What you should do: Add -24 to every number in the point coordinates on the lines running from the one holding "Find the forest;" through the end of the listing, inclusive, and write out all of those lines again, including the ones without coordinates. Leave the picture lines out of your answer.

-- Start of Available data --

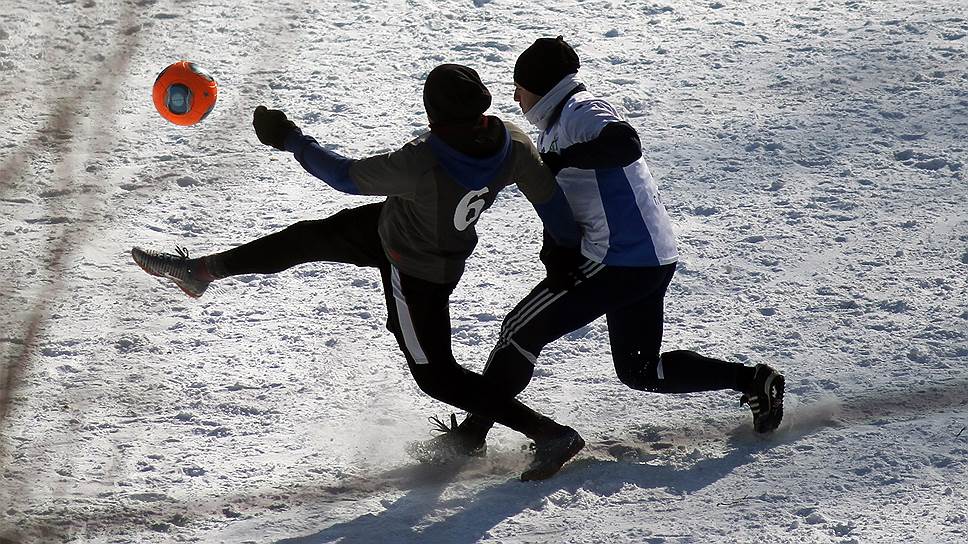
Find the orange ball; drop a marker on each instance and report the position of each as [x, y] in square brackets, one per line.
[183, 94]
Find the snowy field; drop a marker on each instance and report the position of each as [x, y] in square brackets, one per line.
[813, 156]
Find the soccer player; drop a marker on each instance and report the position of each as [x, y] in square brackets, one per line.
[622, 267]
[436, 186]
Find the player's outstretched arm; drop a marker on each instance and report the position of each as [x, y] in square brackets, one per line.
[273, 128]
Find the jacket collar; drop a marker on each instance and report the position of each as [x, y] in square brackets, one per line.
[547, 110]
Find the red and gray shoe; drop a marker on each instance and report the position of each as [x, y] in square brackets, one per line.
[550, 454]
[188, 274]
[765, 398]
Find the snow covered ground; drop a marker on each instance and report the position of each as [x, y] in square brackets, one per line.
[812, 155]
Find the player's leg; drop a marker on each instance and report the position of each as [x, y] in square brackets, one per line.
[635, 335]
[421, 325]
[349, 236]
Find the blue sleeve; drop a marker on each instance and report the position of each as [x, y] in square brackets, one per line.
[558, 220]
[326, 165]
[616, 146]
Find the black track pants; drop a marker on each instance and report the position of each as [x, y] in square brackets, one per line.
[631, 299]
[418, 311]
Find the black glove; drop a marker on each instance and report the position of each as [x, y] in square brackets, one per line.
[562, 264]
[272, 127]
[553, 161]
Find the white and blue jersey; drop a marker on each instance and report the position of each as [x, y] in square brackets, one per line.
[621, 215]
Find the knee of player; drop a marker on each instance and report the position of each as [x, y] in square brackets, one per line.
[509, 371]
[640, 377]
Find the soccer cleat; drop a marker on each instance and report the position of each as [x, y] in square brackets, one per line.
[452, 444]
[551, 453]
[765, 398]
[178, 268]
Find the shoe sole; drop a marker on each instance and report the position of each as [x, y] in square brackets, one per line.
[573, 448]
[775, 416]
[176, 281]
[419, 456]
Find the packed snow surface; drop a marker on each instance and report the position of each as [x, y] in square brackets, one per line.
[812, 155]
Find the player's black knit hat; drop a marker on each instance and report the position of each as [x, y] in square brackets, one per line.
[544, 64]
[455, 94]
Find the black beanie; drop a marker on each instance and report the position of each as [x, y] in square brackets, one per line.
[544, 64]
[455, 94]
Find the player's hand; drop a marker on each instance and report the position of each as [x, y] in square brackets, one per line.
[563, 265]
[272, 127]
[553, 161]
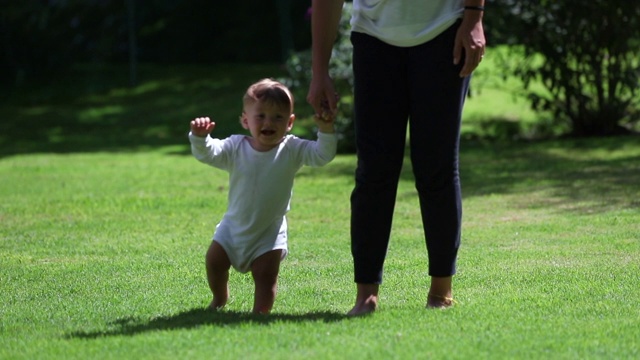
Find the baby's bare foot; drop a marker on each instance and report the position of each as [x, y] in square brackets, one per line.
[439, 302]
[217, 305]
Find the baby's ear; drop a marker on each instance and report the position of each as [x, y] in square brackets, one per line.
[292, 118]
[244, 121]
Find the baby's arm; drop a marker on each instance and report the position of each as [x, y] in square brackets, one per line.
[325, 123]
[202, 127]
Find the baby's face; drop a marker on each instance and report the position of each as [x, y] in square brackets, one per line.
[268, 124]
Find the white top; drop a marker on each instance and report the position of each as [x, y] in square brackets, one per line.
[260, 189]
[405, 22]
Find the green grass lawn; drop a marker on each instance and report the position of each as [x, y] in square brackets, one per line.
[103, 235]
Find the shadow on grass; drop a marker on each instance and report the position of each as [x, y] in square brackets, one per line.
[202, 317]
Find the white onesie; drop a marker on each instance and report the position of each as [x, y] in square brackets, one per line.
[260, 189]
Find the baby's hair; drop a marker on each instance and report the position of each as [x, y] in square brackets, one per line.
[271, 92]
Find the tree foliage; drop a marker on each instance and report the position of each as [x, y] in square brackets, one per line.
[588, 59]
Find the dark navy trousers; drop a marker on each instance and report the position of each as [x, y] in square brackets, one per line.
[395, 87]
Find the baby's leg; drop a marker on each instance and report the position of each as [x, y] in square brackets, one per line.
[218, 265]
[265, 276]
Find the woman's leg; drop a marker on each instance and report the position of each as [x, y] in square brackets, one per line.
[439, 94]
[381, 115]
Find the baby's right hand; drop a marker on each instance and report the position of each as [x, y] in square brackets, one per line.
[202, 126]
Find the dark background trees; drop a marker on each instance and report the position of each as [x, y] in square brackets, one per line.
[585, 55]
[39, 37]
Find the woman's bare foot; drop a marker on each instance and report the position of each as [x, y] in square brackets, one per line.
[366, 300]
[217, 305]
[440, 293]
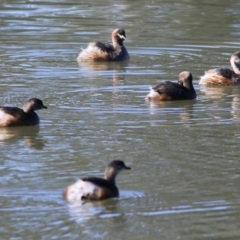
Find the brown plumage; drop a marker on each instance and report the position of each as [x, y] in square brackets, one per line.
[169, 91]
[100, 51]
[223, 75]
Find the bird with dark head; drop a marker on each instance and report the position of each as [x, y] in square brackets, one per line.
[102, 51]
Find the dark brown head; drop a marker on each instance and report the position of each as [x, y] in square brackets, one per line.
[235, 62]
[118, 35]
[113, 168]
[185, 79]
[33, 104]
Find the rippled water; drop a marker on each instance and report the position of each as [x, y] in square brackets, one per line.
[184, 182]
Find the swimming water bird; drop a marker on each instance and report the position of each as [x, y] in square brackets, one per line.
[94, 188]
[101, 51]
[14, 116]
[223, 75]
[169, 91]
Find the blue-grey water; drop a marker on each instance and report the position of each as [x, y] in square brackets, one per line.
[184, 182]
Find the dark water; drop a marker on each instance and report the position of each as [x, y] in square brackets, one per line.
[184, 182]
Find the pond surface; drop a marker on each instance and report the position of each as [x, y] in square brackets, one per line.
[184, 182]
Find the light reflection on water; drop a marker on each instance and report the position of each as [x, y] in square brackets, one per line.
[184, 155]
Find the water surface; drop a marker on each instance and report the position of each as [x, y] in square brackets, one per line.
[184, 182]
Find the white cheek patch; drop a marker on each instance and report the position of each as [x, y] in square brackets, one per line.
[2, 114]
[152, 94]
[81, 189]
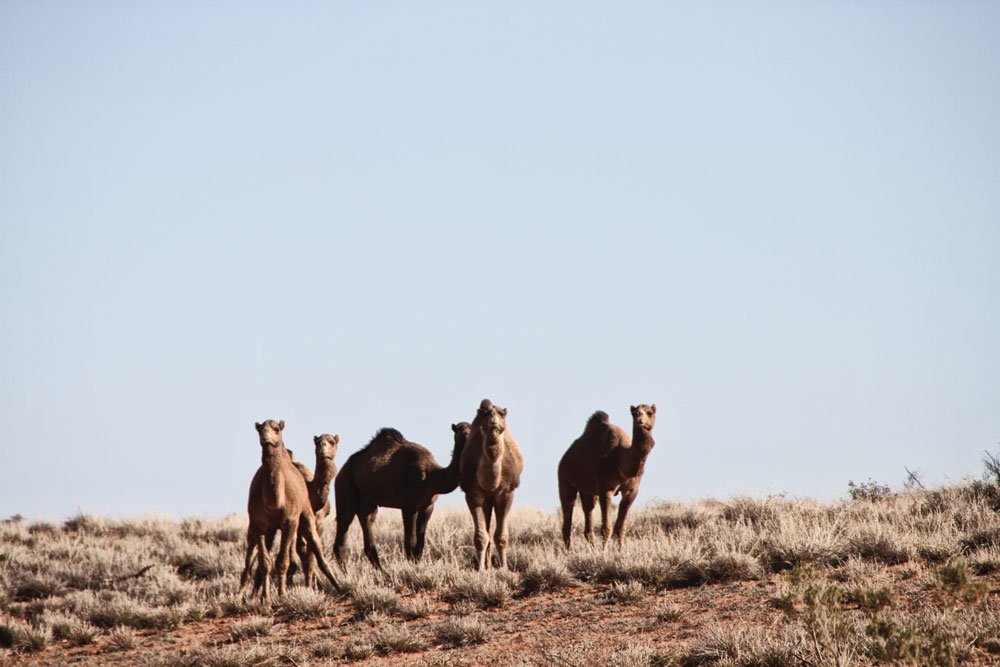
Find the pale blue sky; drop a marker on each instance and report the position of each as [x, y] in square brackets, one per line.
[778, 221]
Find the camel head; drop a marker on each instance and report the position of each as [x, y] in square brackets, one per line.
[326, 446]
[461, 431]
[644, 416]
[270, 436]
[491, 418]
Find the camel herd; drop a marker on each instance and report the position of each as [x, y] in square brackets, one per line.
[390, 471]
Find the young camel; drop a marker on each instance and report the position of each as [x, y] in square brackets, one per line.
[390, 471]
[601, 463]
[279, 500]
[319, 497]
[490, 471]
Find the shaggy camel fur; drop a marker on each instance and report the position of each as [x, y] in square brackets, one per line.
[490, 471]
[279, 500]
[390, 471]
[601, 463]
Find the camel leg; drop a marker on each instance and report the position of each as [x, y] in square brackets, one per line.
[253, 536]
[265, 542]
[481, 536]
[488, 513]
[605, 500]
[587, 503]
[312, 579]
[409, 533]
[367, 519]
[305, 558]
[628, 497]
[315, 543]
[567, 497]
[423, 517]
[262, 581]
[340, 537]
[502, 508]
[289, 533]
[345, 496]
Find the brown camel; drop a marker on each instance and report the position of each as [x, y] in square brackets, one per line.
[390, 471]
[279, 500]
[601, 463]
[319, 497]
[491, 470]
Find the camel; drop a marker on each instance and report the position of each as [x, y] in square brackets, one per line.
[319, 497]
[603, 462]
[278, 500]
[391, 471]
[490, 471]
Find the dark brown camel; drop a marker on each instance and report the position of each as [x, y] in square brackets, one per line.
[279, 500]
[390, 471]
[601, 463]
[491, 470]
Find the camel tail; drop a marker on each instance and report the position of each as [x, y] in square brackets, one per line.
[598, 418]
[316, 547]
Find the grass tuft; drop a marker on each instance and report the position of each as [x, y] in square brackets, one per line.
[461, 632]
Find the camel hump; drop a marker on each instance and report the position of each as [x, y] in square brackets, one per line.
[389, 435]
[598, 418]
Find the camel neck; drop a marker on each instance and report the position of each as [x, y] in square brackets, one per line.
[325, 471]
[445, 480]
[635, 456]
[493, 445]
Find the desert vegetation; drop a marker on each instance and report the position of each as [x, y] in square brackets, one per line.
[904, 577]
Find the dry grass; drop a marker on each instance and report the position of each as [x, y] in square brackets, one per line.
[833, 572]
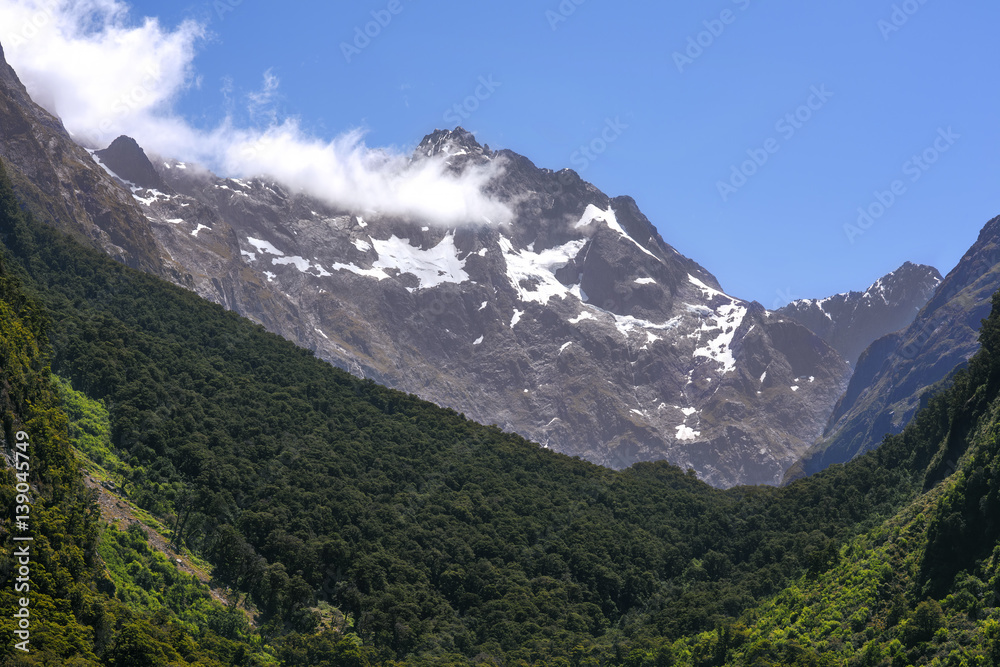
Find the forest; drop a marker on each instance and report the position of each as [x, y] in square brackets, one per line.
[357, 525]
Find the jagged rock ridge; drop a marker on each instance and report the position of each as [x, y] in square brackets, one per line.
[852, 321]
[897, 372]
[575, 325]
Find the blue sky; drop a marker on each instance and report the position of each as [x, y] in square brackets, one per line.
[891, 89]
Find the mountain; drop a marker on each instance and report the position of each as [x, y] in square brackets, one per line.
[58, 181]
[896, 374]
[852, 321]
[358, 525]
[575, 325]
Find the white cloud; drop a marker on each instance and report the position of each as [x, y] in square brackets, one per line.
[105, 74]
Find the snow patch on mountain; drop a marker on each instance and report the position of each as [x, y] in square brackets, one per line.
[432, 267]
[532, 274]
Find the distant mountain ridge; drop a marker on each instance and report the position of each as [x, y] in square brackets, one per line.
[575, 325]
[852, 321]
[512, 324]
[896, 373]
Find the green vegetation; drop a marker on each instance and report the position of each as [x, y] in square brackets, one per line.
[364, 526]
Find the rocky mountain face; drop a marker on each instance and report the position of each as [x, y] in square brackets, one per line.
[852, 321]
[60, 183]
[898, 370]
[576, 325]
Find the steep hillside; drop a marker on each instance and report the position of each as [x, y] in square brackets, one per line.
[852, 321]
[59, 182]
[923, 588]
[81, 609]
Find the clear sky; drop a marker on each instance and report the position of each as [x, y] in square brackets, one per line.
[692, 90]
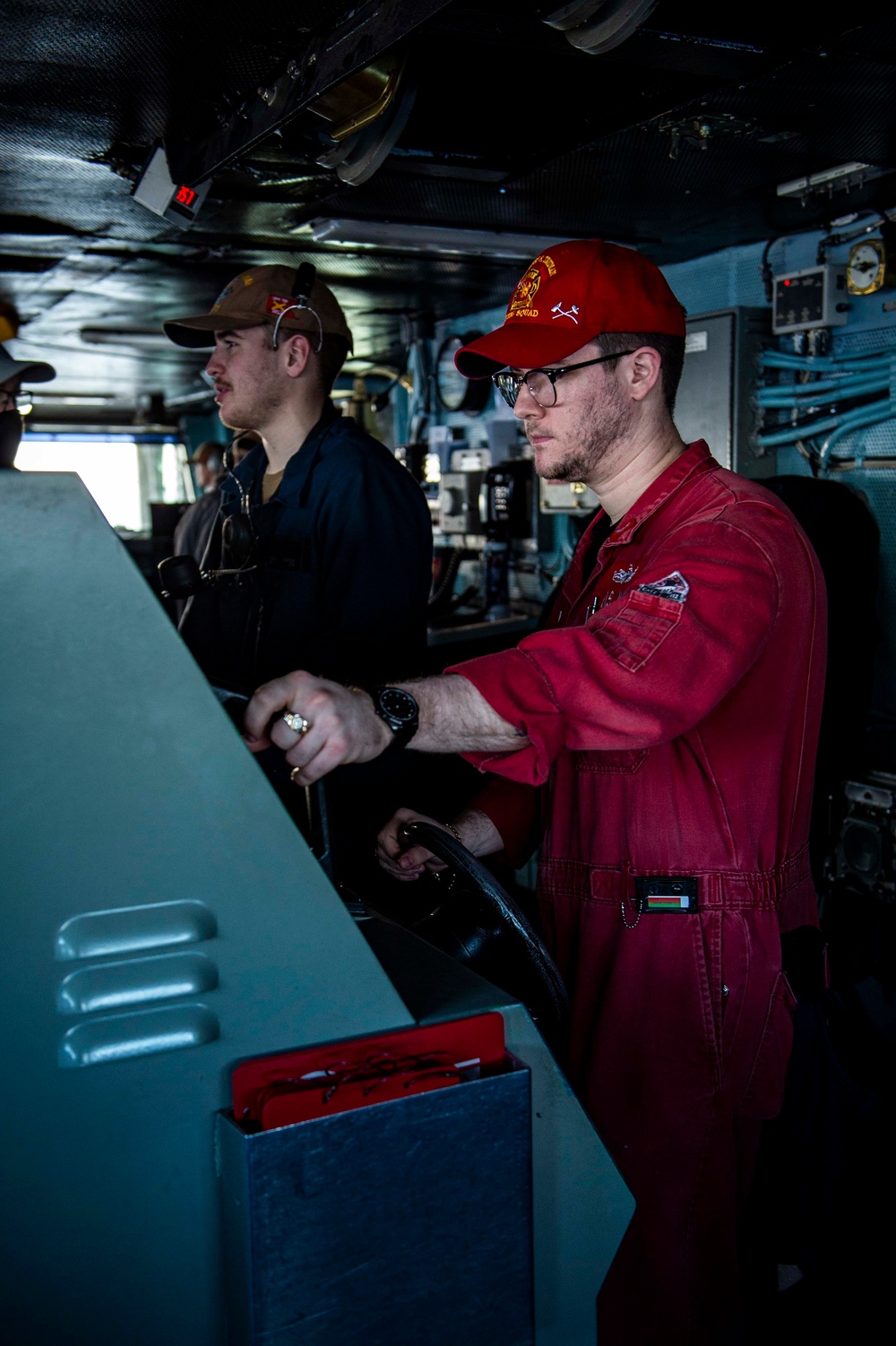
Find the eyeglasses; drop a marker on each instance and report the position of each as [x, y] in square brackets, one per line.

-- End of Available data --

Exercise solution:
Find the forest; drop a marker on each instance and report the position of each as [x, y] in square brackets, one per line.
[333, 501]
Find the jagged rock ridge; drop a marker on each instance and report the position of each as [x, y] in square brackets, one per line.
[828, 297]
[873, 348]
[551, 301]
Find the blue sky; drop a marker on each instance and report the position of each as [x, y] in square brackets, one per line.
[867, 65]
Find the mountain; drop a marker on each instance and report the position of each as [x, y] in square brackets, one per line.
[34, 157]
[872, 350]
[828, 297]
[334, 501]
[551, 301]
Find the white cloud; drop a marker on each instance and report the position of each as [x, y] in square brackets, one per line.
[81, 50]
Find the snow patch on mountain; drop a marker on each instance and report the position of each as [x, y] in square brackets, one per line.
[408, 243]
[508, 250]
Find the distant mountain ridge; drop a marker on each instance and report the position of each as [x, y] in square brackets, one per line.
[551, 301]
[828, 297]
[488, 300]
[872, 349]
Find the green vegetation; drop a marker on each instance and report the position of each as [x, y] in square brackets, one per line.
[340, 502]
Find the rocky mountain face; drop a marker on each instance and report the position of each as [x, y] in square brackets, one per line.
[828, 297]
[36, 159]
[874, 346]
[552, 301]
Find the steep hillside; drop a marker on each instance and report the position of each as [x, y] in square brackets, one per line.
[828, 297]
[35, 158]
[899, 564]
[57, 585]
Find the clear sky; drop a marker on each instance and report the position of each as [x, y] in square brackets, one per line.
[668, 66]
Find the eyeglasses; drop a marker on each instance and report the position of each as [x, y] in square brackets, one per line.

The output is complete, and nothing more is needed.